Material to process:
■ ■ ■ ■ ■ ■ ■

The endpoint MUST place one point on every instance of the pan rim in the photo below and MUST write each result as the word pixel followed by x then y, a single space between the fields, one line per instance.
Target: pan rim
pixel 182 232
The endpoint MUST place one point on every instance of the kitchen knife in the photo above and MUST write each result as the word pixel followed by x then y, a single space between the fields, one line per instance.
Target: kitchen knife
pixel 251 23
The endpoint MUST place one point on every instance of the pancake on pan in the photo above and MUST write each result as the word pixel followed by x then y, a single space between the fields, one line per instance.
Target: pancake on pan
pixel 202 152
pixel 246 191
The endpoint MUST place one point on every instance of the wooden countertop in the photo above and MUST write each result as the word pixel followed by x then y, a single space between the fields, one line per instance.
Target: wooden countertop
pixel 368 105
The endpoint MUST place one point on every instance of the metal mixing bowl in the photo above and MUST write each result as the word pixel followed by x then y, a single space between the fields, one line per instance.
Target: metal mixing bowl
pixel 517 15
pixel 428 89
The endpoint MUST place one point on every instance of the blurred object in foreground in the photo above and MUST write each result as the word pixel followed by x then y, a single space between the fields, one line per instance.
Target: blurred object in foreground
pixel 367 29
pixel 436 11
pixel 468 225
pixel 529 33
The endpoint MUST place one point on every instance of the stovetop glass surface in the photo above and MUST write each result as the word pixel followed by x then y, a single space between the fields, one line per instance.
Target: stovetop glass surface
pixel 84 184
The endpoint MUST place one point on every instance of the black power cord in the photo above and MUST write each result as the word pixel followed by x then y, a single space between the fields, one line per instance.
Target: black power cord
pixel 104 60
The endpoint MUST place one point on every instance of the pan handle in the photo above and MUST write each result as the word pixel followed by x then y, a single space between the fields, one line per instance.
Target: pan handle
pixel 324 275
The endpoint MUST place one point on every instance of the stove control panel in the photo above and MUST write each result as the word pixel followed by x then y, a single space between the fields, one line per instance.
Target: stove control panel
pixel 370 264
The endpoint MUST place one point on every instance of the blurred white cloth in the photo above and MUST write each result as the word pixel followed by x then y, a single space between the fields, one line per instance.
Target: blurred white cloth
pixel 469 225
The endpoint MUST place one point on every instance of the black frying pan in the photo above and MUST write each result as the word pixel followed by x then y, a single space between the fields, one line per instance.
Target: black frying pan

■ ■ ■ ■ ■ ■ ■

Requirement: Copy every one of the records above verbatim, keeping each line unchanged.

Exercise output:
The endpoint MUST place one point on every instance of the pan rim in the photo below and MUST write each result as the word pixel followed by x then y, a single space between the fields, one line per instance.
Target: pan rim
pixel 182 232
The endpoint MUST place one point on every instance of the kitchen knife in the photo above and MUST write each result as the word pixel followed by x then y, a single space between the fields, one line per instance.
Target: kitchen knife
pixel 251 23
The endpoint MUST place one point on every instance of the pancake on pan in the photo above and MUST write each result as the word pixel followed by x then y, a single space between the fields, one line per instance.
Target: pancake on pan
pixel 202 152
pixel 246 191
The endpoint MUST place one point on every instance of the wooden countertop in the photo above and MUST write each result as the word pixel followed by x then y, a single space between the fields, one line per instance.
Target: wooden countertop
pixel 368 105
The endpoint MUST place one point on every instance of the metal mixing bowl in the photo above and MUST write each result as the word pixel followed by x then y, a single space between the fields, one line per instance.
Target: metal mixing bowl
pixel 517 15
pixel 428 89
The endpoint MUST place one point on every instance of the blurred object in foreground in the photo above and MUST write each result as the word pixel followed by x then y, a single space between the fields, one line per instance.
Target: blurred object in foreground
pixel 367 29
pixel 436 11
pixel 468 225
pixel 529 33
The endpoint MUST place one point on every instance of the stovetop glass surface in the photo above and MUST write each result as the word pixel followed by x then y, a single space between the fields, one line per instance.
Target: stovetop glass surface
pixel 84 184
The endpoint MUST place one point on every instance of the black power cord in the photo above and MUST write each result as the word pixel followed by x then y, a single space between the fields, one line per instance.
Target: black power cord
pixel 104 60
The endpoint MUST place one point on every instance of the pan handle in the photo above and MUST write each result as the word pixel followed by x then y, a single space between the fields, one line per instance.
Target: pan handle
pixel 324 275
The endpoint MUST place one point on every instance of the stove control panel in the photo above and MUST write each result as the word pixel followed by x then y, a single space between the fields, one line per instance.
Target: stove control panel
pixel 370 264
The endpoint MUST place one point on every instance of the blurred white cloth in the photo above and MUST write each result as the word pixel followed by x then y, a single space between the fields, one line per instance.
Target: blurred white cloth
pixel 469 225
The endpoint MUST place one point on every instance of the black frying pan in the photo above and MUST write each result as the word pixel followed by x then y, a single space between the fields, one line per instance.
Target: black frying pan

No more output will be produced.